KUTIPAN DOKUMEN =
Dimensy.id Mobile
Dimensy.id
Apollo Solar Panel

Pemain Valas Bergegas Jual Dolar Amerika

Jumat, 09 Oktober 2015, 10:37 WIB
Pemain Valas Bergegas Jual Dolar Amerika
ilustrasi/net
rmol news logo Mendapat informasi rupiah agak menguat, Edward Manik, warga Tomang, Jakarta Barat  bergegas mendatangi money changer yang berada di lantai dua area sebuah toko buku itu. Dia mau menjual sebagian tabungan dolarnya.

Bersama putrinya, Edward menyambangi teller wanita jual beli valuta asing (valas). Edwad, sepertinya pelanggan tetap di tempat itu. Sebagian petugas teller hafal wajah Edward. Setiap nilai dolar melambung atas rupiah, konsultan hukum ini menjual stok dolarnya.

"Mau jual dolar ya Pak," tanya teller kepada Edward. "Iya," jawab Edward. Sejurus kemudian, Edward diberikan secarik kertas kecil berupa formulir pengajuan penjualan valas.

Sering jual beli valas di money changer ini, Edward terlihat hafal segala prosedurnya. Tanpa diminta, pria berkulit cokelat itu langsung menyerahkan KTP asli sebagai syarat identitas jual beli valas.

Sambil berdiri di depan meja teller, Edward mengisi formulir. Dia menulis angka 800 dolar AS. Usai menulis, dia menyerahkan formulir itu kepada petugas teller. "Tunggu dipanggil ya Pak," ucap teller itu.

Saat itu, tidak terlihat banyak orang yang ingin jual beli valas. Terpantau, hanya ada lima orang yang menunggu namanya di­panggil. Tidak sampai 10 menit, nama Edward pun dipanggil teller melalui pengeras suara.

Edward kemudian menghampiri teller sambil membawa sebuah map cokelat kecil. Ukurannya pas untuk menaruh delapan lembar pecahan uang 100 dolar AS. Pas delapan lembar, dolar pun berpindah tangan.

Petugas teller kemudian memeriksa keaslian dolar tersebut. Begitu dolarnya dinyatakan asli, Edward kemudian diberikan uang Rp 10.960.000. Segepok rupiah diterima Edward dan dibawanya menuju bangku tunggu. Sambil tersenyum, dia menghitung ru­piah di genggamannya.

CUPLIKAN DATA =
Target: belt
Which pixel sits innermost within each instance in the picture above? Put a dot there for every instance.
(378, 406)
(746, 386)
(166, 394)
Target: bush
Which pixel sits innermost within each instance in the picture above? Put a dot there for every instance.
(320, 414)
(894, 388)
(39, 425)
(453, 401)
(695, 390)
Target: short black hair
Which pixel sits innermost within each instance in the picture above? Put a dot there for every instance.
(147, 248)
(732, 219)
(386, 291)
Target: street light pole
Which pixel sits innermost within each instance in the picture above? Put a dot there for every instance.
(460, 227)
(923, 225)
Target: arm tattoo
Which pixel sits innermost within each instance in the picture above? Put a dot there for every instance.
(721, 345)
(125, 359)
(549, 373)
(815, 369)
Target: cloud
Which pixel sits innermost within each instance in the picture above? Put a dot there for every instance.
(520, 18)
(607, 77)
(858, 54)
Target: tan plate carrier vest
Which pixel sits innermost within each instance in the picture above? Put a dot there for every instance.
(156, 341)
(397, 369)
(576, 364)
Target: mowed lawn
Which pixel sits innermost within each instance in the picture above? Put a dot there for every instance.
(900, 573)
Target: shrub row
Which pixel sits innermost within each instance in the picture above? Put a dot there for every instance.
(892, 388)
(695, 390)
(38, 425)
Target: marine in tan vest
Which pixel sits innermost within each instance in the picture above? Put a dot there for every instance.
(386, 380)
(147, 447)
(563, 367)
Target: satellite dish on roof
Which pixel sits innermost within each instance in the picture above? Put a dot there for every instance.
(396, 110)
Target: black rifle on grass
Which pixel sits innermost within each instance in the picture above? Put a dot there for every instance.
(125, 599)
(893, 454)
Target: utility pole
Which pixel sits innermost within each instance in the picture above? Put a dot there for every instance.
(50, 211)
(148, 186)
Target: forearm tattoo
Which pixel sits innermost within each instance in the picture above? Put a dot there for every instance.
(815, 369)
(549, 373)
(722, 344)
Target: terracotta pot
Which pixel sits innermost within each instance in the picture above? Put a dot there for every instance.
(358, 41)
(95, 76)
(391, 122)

YANG DIMINTA =
**a.** Menurut kutipan dokumen, berapa rupiah yang diterima Edward setelah dolarnya dinyatakan asli?
**b.** Tolong sajikan baris-baris data sebagai daftar bernomor tanpa baris kosong. Mulailah dari baris data yang memuat "Target: shrub row" dan berhentilah setelah baris terakhir data.
Kutipan dokumen dan baris-baris data di atas berasal dari sumber yang berbeda.

HASIL =
**a.** Rp 10.960.000.

**b.**
1. Target: shrub row
2. Which pixel sits innermost within each instance in the picture above? Put a dot there for every instance.
3. (892, 388)
4. (695, 390)
5. (38, 425)
6. Target: marine in tan vest
7. Which pixel sits innermost within each instance in the picture above? Put a dot there for every instance.
8. (386, 380)
9. (147, 447)
10. (563, 367)
11. Target: satellite dish on roof
12. Which pixel sits innermost within each instance in the picture above? Put a dot there for every instance.
13. (396, 110)
14. Target: black rifle on grass
15. Which pixel sits innermost within each instance in the picture above? Put a dot there for every instance.
16. (125, 599)
17. (893, 454)
18. Target: utility pole
19. Which pixel sits innermost within each instance in the picture above? Put a dot there for every instance.
20. (50, 211)
21. (148, 186)
22. Target: forearm tattoo
23. Which pixel sits innermost within each instance in the picture above? Put a dot there for every instance.
24. (815, 369)
25. (549, 373)
26. (722, 344)
27. Target: terracotta pot
28. Which pixel sits innermost within each instance in the picture above? Put a dot there for every instance.
29. (358, 41)
30. (95, 76)
31. (391, 122)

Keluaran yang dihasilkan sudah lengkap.